Activity
Would you transcribe exactly the lines from the beginning of the records below through the line with "compact form (76,441).", both included, omitting the pictures?

Provided material
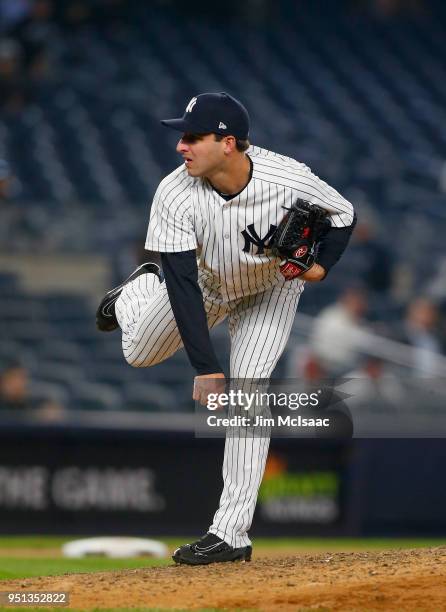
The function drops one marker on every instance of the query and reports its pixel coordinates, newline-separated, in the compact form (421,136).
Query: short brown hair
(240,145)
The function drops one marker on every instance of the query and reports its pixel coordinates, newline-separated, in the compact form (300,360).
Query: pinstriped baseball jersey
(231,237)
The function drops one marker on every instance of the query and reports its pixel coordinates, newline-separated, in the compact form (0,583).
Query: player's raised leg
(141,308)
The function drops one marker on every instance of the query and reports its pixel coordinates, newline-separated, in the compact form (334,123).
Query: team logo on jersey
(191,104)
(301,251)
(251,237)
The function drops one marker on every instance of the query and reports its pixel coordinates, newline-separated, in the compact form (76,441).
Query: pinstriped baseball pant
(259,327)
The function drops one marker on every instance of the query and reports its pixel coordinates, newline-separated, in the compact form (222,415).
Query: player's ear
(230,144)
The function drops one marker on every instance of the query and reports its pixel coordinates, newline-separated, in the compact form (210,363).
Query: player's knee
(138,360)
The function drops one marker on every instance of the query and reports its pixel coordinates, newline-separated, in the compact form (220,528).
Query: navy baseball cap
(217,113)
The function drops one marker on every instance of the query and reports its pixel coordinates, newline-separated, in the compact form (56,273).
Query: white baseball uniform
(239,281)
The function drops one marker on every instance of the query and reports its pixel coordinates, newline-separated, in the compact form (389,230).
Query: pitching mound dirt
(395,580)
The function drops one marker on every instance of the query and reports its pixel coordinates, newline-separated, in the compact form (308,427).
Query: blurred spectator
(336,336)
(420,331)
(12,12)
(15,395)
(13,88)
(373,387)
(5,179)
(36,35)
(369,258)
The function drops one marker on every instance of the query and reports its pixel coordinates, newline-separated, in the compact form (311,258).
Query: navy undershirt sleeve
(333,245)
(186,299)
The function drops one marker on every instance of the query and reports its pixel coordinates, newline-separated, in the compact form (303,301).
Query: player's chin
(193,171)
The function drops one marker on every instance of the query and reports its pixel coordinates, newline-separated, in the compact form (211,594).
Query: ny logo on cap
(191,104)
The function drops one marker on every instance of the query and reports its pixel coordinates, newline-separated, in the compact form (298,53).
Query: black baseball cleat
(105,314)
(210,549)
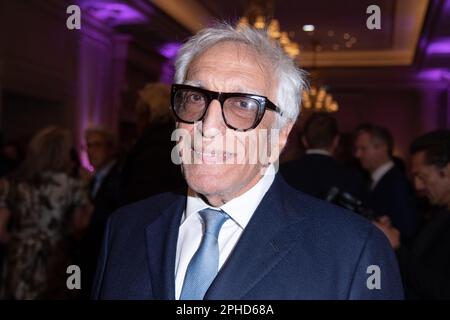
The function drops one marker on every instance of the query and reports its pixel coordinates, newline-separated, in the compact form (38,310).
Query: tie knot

Solution
The function drops one marker on every instance of the query and reports its pixel coordinates, newline-separated, in the compact form (421,136).
Query: short brown hair
(240,145)
The function drops one marker on every instance of the query and reports its pixel coordinates, newline-separated, in the compact form (300,360).
Query: pinstriped baseball jersey
(231,237)
The function drops one marker on every instance of the query and reports its pixel coordinates, newline-separated, in the compact form (0,583).
Query: player's raised leg
(141,308)
The function drops one marker on every instance of the query and reports its pixel coordinates, newline-separated, in the compact form (334,123).
Query: team logo on jersey
(191,104)
(301,251)
(251,237)
The function drops one marker on every instance of the query and reports its pixel coordinates, newline-separated, in the compact form (76,441).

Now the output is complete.